(Excerpts from a pointing dataset)
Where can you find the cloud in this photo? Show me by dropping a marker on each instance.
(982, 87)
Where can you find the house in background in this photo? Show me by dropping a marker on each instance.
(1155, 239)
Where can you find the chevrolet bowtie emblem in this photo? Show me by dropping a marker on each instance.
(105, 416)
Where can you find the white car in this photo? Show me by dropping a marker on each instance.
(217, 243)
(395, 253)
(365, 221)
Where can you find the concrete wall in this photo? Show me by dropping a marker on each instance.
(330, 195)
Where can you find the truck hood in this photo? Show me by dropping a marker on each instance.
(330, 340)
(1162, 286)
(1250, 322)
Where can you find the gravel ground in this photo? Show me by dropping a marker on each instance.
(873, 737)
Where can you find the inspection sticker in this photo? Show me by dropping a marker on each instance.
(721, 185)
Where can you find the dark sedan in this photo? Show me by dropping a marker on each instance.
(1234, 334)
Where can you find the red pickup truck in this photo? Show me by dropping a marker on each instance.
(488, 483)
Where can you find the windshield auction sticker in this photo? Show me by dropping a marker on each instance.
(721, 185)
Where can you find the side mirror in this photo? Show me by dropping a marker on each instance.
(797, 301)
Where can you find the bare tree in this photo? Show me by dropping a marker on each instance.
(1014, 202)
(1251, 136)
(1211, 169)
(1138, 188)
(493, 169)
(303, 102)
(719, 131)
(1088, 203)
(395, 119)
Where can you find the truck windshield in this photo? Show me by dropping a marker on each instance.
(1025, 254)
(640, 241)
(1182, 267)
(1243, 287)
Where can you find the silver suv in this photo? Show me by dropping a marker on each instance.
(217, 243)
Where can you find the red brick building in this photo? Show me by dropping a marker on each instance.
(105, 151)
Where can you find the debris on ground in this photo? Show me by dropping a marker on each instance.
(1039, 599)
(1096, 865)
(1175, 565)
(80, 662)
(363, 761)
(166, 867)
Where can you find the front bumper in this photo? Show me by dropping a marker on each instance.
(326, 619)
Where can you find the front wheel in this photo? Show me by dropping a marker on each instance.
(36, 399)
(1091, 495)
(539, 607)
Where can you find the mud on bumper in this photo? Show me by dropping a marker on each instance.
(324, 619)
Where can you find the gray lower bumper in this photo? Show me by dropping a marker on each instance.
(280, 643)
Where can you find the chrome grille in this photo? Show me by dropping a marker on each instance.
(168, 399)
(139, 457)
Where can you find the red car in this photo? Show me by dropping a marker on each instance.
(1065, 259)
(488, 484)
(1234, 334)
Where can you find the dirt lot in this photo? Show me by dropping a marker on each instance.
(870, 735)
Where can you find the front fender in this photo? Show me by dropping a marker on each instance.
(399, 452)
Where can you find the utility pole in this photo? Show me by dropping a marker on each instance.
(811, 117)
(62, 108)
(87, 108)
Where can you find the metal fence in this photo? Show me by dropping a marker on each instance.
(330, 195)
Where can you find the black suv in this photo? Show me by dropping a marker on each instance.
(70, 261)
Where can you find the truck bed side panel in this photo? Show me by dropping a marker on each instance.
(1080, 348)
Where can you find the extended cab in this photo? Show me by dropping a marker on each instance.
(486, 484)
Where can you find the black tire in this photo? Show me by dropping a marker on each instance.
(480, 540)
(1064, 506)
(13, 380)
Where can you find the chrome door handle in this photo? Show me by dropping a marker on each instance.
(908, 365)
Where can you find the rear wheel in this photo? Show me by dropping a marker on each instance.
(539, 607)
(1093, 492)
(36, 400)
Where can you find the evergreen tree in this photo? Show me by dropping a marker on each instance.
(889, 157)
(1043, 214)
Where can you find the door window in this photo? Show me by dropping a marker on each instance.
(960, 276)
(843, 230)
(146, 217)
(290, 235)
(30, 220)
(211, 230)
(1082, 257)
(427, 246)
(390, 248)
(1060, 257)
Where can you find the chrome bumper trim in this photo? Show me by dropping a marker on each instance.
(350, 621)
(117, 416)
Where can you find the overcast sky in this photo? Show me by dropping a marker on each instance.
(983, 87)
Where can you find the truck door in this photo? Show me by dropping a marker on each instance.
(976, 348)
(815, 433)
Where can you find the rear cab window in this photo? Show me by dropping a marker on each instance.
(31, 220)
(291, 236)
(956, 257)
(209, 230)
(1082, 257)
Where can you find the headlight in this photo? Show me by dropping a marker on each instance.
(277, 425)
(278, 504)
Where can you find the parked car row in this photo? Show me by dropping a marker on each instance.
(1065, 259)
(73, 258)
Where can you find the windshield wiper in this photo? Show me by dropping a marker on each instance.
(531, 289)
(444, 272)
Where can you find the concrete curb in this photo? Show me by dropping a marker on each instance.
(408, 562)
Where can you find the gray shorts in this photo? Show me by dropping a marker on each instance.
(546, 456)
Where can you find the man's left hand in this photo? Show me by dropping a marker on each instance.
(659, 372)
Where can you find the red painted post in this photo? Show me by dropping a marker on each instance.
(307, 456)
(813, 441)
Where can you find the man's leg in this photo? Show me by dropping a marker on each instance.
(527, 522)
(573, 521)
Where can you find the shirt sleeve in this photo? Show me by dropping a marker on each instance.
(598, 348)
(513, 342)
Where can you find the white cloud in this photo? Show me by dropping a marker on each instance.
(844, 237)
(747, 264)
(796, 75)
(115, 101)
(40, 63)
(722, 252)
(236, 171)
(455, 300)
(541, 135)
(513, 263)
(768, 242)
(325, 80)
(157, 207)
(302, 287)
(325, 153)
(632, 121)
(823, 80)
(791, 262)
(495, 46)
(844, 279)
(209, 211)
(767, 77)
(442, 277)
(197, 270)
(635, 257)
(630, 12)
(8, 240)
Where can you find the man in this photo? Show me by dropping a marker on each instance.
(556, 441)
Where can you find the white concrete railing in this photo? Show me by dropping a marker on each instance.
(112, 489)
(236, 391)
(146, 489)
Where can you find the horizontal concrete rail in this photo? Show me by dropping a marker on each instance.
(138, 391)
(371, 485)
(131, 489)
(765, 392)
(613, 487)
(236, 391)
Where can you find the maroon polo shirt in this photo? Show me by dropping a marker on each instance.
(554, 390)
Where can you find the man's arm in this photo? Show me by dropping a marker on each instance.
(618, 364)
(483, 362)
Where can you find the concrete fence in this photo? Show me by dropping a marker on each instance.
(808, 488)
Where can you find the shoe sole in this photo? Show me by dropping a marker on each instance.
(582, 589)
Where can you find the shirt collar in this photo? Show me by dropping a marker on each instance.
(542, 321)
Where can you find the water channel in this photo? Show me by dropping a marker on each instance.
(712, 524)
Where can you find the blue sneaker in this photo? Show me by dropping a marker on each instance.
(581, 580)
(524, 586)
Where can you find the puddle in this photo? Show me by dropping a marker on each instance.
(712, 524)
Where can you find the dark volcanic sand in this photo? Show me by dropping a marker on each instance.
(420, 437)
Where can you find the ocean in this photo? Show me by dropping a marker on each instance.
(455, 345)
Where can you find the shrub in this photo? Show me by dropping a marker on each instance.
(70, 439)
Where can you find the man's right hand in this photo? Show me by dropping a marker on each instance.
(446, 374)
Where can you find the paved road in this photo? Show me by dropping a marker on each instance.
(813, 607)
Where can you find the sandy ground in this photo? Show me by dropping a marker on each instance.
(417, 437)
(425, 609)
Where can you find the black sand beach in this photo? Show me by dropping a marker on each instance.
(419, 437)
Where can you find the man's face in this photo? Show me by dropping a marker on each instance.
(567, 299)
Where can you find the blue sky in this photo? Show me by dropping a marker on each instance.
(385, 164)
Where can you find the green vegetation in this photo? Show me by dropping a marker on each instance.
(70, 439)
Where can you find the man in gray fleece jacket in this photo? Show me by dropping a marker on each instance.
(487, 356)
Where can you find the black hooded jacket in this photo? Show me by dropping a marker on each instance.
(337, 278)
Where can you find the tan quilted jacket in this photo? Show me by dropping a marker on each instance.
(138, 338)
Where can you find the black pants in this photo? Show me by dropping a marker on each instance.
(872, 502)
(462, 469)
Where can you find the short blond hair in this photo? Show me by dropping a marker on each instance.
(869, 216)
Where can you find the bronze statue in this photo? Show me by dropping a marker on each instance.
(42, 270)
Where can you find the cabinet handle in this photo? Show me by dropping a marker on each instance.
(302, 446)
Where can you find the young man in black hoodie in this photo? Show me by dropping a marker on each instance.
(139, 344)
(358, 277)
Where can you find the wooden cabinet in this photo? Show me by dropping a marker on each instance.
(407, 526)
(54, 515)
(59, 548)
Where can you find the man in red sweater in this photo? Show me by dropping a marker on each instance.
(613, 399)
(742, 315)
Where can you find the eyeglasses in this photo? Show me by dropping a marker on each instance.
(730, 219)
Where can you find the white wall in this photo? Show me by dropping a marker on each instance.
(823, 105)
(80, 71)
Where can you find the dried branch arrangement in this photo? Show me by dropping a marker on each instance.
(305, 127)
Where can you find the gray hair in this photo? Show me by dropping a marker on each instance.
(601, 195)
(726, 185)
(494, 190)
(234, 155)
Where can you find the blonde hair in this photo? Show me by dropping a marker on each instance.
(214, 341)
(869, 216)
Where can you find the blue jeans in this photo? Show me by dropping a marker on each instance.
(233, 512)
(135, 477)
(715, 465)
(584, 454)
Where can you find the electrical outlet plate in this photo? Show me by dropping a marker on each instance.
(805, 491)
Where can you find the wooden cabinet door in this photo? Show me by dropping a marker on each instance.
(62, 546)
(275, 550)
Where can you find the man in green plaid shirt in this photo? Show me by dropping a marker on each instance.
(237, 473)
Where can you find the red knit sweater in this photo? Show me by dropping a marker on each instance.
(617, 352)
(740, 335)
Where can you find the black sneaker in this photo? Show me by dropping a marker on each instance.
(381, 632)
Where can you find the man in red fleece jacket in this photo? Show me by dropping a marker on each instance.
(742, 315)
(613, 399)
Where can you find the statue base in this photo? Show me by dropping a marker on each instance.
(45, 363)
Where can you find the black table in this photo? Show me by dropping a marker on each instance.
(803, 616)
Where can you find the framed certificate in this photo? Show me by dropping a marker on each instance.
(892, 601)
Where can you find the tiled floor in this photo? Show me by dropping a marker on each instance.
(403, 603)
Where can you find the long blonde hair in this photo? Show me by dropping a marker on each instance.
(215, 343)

▶ [What is expected] Rewrite the entries from the line containing "Where can you find the blonde" through the end of the entries, inclusive, keeping each request line unchanged. Multiply every coordinate in the answers by 0.55 and round it to a whole number, with halves rounded up.

▶ [Full solution]
Where can you find the blonde hair in this photo? Show me by dropping a marker on each instance.
(118, 188)
(478, 119)
Where can you find the blue jeans in this photo? Show me by dropping a marker on each instance.
(128, 282)
(74, 262)
(393, 256)
(321, 250)
Where can you find the electrical outlet plate in this photo? Show me by dropping a marker on each instance.
(443, 270)
Where can you find the wooden cabinet door in this photo? Show me by dropping a marker on each instance.
(34, 300)
(151, 303)
Where can you find the man in green plaid shirt in this photo? Show me by dropping a marker on each instance.
(130, 260)
Where can you find the red knit sweater in this photo? Show me by dropping a marker on each instance.
(339, 194)
(407, 184)
Where can you find the black sneaker in this photo? Show me by dropping a marker on each instance.
(210, 348)
Where can you find the man in red fleece jacket in this photo? Show me by dropping a marker on each instance.
(408, 173)
(337, 219)
Where can you find the statue base in this photo? Show me by dropping a marker on each instance.
(25, 200)
Where can you find the black table in this photo? Show me by dropping a marker on each instance.
(442, 339)
Where can you find the framed certificate in this photo? Show me by dropping a marker on each instance.
(491, 331)
Where can you find the tiled floor in this photo? Show me by dropping a marker on each instance.
(222, 332)
Where can you find the long blonde hair in this photo? Show me by dropping a marker on each instance.
(118, 189)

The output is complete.